» Task requirements
Copy the Flipkart scraping notebook from "All brand-specific datasets" through "each loaded page.", substituting "lxml" for "BeautifulSoup".

» Source extract

-- START --

## Smartphone Market Analysis (₹20,000+ Segment) — Data Collection

This notebook documents the process of **scraping smartphone data from Flipkart** to construct a comprehensive dataset for analyzing India’s **upper-midrange smartphone market (₹20,000 and above)**.

The collected dataset aims to capture essential competitive parameters, including:

- Price  
- Brand  
- Model Name  
- Ratings and Review Count  
- RAM and Storage Configuration  
- Camera Specifications  
- Battery Capacity  
- Processor / Chipset  
- Display Refresh Rate  

This stage is dedicated exclusively to **data collection**. Subsequent notebooks will address **data cleaning, structuring, and analytical exploration**.

---
### Step 1: Import Required Libraries

This step involves importing the necessary Python libraries for data collection.  
**Selenium** (along with **webdriver-manager**) is used to dynamically load Flipkart product pages and extract relevant smartphone listings efficiently.

In [1]:
from selenium import webdriver
from selenium.webdriver.chrome.service import Service
from selenium.webdriver.common.by import By
from webdriver_manager.chrome import ChromeDriverManager
import time
import pandas as pd

---
### Step 2: Define Scraping Strategy

The scraping process targets smartphone listings on Flipkart that meet the following criteria:

- 5G smartphones  
- Price ≥ ₹20,000  
- Sorted by **Popularity** (to prioritize currently relevant and widely sold models)

Each **brand** will be scraped individually to ensure accuracy and consistency across datasets.  
All brand-specific datasets will be **merged** in subsequent stages for unified analysis.

---
### Step 3: Identify HTML Structure & CSS Selectors

Analysis of Flipkart’s smartphone listing pages revealed the following key HTML elements and CSS selectors necessary for data extraction:

- **Product card container:** `div.tUxRFH`  
- **Product name:** `div.KzDlHZ`  
- **Product price:** `div.Nx9bqj._4b5DiR`  
- **Product specifications:** `ul.G4BRas > li.J+igdf`

These selectors will be used with **BeautifulSoup** to parse and extract the required information from each loaded page.

In [2]:
from selenium import webdriver
from selenium.webdriver.chrome.service import Service
from webdriver_manager.chrome import ChromeDriverManager
from selenium.webdriver.common.by import By
from selenium.webdriver.support.ui import WebDriverWait
from selenium.webdriver.support import expected_conditions as EC
import time

driver = webdriver.Chrome(service=Service(ChromeDriverManager().install()))

url = "https://www.flipkart.com/search?q=oppo+5g+smartphone&sort=popularity&p%5B%5D=facets.price_range.from%3D20000&p%5B%5D=facets.price_range.to%3DMax"

driver.get(url)

WebDriverWait(driver, 10).until(
    EC.presence_of_all_elements_located((By.CSS_SELECTOR, "div.tUxRFH"))
)

print("Page loaded with 20k+ Oppo phones")

Page loaded with 20k+ Oppo phones


---
### Step 4: Scrape All Pages (Pagination)

-- END --

» Supplied data
-- START --

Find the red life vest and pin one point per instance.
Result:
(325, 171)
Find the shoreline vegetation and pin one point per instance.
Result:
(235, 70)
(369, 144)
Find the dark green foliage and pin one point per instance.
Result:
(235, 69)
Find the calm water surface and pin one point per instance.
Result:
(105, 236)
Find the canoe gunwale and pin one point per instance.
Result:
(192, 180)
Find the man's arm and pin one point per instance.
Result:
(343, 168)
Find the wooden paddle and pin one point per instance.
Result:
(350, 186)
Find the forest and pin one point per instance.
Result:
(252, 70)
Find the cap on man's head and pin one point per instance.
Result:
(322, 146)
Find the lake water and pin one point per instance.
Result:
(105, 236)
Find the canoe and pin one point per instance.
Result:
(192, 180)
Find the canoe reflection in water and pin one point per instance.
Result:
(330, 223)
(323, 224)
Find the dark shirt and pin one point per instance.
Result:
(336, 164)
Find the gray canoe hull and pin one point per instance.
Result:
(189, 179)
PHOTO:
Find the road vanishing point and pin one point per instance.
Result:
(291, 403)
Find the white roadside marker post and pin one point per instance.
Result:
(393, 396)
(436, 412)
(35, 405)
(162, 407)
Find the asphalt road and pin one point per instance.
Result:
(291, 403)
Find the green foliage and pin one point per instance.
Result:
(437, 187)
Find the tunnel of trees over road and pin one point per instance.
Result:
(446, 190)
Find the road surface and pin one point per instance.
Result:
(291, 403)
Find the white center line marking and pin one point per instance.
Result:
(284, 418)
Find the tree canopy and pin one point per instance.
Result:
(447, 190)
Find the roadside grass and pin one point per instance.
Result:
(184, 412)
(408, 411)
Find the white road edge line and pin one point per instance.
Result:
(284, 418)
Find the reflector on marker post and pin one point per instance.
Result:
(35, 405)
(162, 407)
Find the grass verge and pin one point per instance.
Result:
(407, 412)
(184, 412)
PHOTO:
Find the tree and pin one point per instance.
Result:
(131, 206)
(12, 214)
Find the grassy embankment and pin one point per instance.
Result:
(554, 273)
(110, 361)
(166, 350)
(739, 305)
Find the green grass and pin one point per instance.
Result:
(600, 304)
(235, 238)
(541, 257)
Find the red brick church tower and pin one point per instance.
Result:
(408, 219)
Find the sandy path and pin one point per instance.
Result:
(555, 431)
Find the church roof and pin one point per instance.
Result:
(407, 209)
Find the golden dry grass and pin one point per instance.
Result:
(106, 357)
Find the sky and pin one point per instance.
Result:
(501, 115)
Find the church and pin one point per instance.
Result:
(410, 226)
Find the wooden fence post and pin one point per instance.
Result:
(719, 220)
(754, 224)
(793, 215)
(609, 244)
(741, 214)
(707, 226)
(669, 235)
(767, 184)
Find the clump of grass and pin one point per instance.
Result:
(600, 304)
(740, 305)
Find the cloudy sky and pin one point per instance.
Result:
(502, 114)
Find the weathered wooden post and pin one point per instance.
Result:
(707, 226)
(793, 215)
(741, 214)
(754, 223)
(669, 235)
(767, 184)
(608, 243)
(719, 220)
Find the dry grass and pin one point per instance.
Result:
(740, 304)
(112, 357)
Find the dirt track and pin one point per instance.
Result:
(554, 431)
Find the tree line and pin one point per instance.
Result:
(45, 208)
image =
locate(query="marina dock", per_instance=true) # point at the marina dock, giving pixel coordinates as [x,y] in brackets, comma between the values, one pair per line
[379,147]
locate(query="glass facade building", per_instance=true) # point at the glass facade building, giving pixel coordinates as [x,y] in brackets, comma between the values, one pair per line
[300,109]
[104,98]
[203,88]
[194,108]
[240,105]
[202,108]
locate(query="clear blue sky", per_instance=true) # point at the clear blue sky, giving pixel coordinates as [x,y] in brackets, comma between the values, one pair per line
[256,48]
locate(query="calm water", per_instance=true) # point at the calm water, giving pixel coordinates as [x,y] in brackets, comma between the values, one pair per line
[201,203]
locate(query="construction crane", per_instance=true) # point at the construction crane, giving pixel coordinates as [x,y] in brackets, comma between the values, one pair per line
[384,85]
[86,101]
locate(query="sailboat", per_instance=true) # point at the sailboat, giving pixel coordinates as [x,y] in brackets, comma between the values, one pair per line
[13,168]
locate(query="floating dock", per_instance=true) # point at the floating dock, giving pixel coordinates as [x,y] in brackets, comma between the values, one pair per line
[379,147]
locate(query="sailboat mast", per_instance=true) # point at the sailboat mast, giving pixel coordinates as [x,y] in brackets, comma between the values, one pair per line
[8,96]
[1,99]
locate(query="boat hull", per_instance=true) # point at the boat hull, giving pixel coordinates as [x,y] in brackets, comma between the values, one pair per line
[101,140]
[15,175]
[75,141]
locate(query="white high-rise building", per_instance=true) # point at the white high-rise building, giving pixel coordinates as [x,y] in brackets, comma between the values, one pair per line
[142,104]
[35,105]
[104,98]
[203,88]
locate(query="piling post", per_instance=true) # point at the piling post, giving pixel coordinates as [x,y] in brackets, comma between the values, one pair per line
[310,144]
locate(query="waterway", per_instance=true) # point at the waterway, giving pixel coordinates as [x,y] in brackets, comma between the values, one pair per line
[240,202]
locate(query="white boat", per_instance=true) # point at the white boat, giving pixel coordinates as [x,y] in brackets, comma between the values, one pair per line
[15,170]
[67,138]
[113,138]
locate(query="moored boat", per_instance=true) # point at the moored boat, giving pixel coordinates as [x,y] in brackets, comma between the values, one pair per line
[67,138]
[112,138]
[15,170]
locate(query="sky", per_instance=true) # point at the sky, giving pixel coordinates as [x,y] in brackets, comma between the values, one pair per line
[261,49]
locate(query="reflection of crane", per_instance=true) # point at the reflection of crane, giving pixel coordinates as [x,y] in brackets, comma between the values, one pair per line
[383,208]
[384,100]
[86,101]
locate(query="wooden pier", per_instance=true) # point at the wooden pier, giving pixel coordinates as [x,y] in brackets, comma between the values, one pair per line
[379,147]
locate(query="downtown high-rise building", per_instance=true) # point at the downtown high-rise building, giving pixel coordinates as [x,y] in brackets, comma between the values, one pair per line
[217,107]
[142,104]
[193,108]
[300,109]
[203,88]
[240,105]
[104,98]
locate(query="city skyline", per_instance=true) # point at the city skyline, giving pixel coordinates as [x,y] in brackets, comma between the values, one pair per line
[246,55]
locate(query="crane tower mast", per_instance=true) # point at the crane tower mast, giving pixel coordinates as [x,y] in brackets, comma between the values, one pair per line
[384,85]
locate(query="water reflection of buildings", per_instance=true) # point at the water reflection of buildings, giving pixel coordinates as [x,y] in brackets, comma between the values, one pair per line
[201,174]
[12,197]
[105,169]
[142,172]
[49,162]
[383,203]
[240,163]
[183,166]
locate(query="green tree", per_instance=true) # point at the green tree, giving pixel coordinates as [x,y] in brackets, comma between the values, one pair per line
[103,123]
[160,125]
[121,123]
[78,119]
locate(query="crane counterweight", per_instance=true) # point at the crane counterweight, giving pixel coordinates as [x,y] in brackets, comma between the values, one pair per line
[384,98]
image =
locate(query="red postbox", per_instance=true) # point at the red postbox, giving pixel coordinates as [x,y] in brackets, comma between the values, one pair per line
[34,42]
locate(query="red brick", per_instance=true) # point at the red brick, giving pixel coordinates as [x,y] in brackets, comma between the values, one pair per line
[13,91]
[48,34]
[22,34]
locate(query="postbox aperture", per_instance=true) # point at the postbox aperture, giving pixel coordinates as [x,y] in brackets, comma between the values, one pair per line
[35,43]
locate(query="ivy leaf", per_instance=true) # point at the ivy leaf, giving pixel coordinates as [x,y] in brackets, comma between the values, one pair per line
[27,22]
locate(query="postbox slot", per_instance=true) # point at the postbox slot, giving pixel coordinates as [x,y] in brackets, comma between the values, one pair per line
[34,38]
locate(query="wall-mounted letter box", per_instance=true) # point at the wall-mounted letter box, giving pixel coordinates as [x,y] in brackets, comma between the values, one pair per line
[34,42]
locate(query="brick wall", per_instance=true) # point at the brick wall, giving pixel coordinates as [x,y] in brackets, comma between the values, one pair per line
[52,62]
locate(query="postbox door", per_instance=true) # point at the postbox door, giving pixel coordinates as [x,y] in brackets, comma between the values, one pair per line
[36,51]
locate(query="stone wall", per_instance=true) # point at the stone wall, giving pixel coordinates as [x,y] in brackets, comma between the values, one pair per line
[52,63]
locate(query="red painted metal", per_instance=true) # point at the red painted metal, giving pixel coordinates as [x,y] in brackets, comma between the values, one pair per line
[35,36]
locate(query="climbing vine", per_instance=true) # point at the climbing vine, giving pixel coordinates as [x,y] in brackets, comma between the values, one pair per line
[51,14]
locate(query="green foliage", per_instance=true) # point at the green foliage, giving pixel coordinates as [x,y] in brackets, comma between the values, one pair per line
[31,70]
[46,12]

-- END --
-- START --

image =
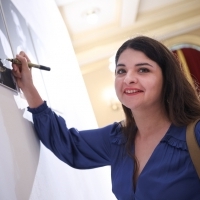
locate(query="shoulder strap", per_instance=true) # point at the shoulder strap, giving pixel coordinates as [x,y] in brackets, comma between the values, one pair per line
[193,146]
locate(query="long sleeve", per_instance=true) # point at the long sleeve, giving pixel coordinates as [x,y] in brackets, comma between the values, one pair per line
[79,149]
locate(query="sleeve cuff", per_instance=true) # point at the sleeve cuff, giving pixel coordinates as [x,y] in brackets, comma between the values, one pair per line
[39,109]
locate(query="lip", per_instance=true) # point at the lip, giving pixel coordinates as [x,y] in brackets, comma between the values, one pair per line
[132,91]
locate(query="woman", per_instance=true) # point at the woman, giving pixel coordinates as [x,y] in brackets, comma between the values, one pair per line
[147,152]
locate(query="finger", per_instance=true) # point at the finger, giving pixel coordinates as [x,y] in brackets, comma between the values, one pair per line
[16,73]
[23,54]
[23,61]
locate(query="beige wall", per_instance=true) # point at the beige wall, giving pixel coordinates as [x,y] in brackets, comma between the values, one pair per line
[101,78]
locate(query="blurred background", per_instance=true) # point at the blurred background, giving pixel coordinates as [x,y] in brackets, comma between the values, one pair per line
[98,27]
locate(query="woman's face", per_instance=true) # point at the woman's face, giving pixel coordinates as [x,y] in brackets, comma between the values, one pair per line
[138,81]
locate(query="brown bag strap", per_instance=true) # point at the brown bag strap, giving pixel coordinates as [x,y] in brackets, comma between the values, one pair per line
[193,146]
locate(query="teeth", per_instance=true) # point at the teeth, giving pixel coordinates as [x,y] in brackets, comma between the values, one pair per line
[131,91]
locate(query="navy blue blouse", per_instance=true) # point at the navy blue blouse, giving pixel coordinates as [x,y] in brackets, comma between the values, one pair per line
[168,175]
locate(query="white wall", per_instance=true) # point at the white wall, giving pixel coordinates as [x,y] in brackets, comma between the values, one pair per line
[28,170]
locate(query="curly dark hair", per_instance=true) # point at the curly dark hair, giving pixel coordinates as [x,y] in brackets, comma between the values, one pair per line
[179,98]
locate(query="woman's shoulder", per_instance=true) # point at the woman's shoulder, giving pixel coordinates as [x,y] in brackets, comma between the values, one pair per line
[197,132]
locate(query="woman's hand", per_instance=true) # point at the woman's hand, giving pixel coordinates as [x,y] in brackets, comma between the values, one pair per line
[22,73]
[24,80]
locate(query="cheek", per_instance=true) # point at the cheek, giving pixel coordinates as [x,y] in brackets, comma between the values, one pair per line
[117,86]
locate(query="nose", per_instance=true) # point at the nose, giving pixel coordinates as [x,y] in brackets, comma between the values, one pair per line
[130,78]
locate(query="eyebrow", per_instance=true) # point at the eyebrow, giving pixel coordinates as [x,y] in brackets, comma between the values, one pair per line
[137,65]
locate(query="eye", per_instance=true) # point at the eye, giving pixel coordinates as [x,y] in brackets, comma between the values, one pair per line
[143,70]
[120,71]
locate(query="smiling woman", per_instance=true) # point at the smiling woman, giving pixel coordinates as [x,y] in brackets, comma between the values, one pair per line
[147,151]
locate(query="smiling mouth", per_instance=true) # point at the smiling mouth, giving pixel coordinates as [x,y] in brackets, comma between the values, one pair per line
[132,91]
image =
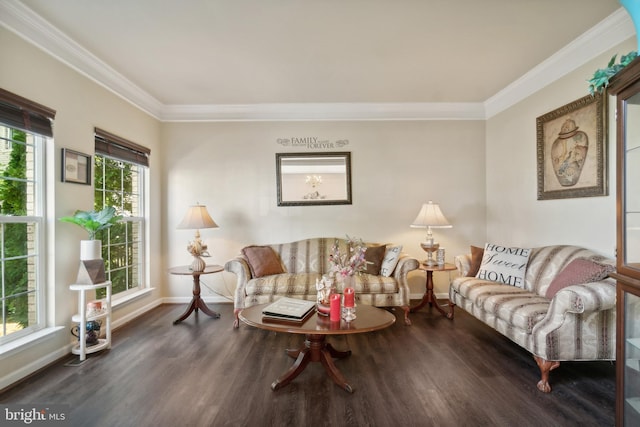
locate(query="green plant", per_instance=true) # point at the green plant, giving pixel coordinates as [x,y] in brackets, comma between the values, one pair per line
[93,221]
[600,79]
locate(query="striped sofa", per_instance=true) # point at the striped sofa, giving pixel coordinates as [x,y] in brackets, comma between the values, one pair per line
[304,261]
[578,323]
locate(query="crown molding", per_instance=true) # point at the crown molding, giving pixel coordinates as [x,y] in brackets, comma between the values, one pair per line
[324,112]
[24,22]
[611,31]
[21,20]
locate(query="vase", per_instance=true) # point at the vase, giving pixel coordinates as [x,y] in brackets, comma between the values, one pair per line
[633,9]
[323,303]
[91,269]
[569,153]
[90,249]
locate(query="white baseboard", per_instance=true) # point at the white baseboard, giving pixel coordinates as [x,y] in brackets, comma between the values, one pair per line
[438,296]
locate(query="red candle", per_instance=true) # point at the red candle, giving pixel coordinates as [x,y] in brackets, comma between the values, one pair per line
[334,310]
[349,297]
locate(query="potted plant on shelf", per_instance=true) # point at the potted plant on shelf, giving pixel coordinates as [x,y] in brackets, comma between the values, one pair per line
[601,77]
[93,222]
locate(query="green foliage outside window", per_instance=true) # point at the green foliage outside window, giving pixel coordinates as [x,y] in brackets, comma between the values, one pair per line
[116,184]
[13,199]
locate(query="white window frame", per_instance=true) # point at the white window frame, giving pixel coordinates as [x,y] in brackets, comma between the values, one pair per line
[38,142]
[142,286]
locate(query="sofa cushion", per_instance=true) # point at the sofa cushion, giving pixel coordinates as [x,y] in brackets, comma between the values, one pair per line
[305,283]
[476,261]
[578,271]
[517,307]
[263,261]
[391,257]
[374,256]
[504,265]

-- END --

» Answer for this exercise
All brand-specific datasets will be **merged** in subsequent stages for unified analysis.

---
### Step 3: Identify HTML Structure & CSS Selectors

Analysis of Flipkart’s smartphone listing pages revealed the following key HTML elements and CSS selectors necessary for data extraction:

- **Product card container:** `div.tUxRFH`  
- **Product name:** `div.KzDlHZ`  
- **Product price:** `div.Nx9bqj._4b5DiR`  
- **Product specifications:** `ul.G4BRas > li.J+igdf`

These selectors will be used with **lxml** to parse and extract the required information from each loaded page.